** EXERCISE REQUIREMENTS **
Print the data below line for line, with every character unchanged, and leave out the pictures.

** RECORDS FOR THIS TASK **
---

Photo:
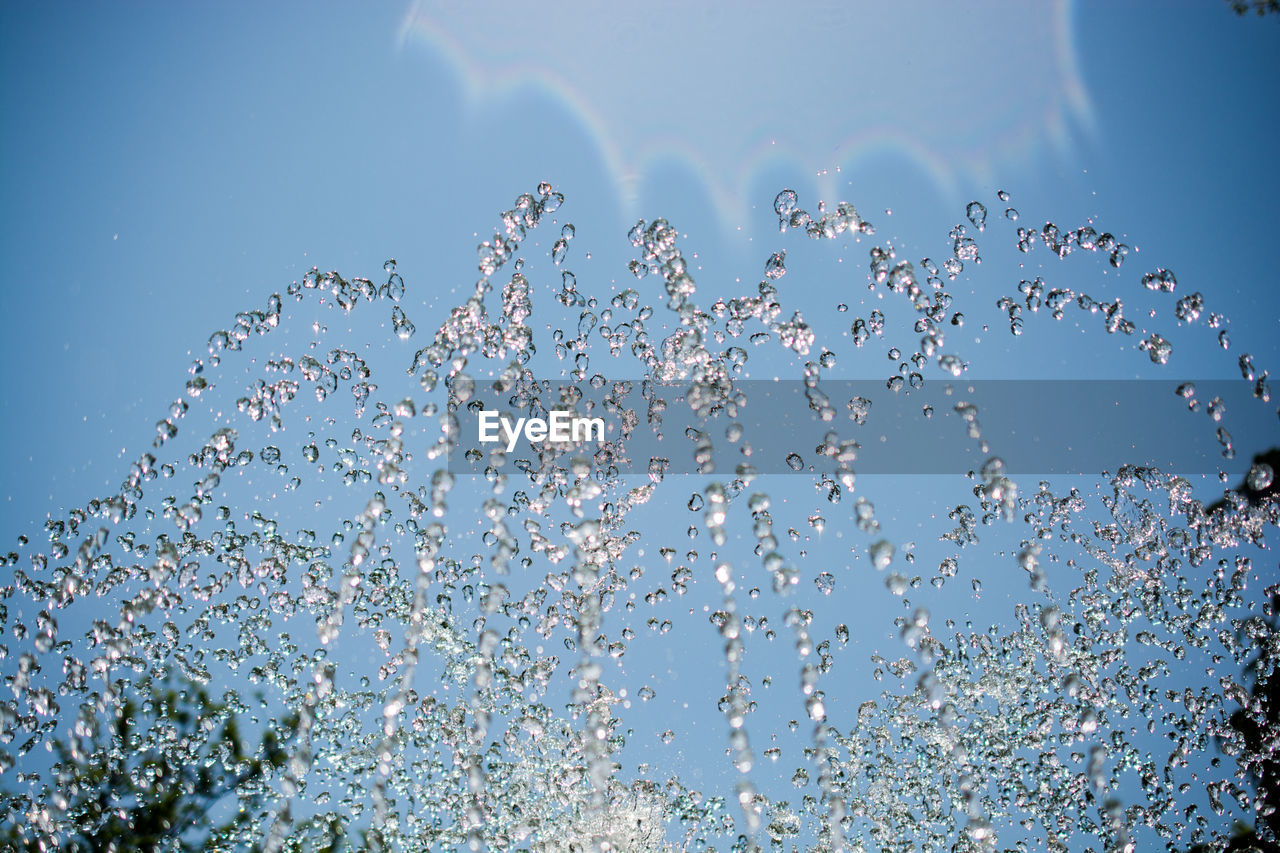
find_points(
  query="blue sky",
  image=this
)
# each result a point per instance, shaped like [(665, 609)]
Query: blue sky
[(164, 167), (167, 167)]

---

** EXPECTED ANSWER **
Photo:
find_points(
  query="blue sky",
  image=this
)
# each result a point per instance, shaped like [(665, 609)]
Query: blue sky
[(164, 167), (167, 167)]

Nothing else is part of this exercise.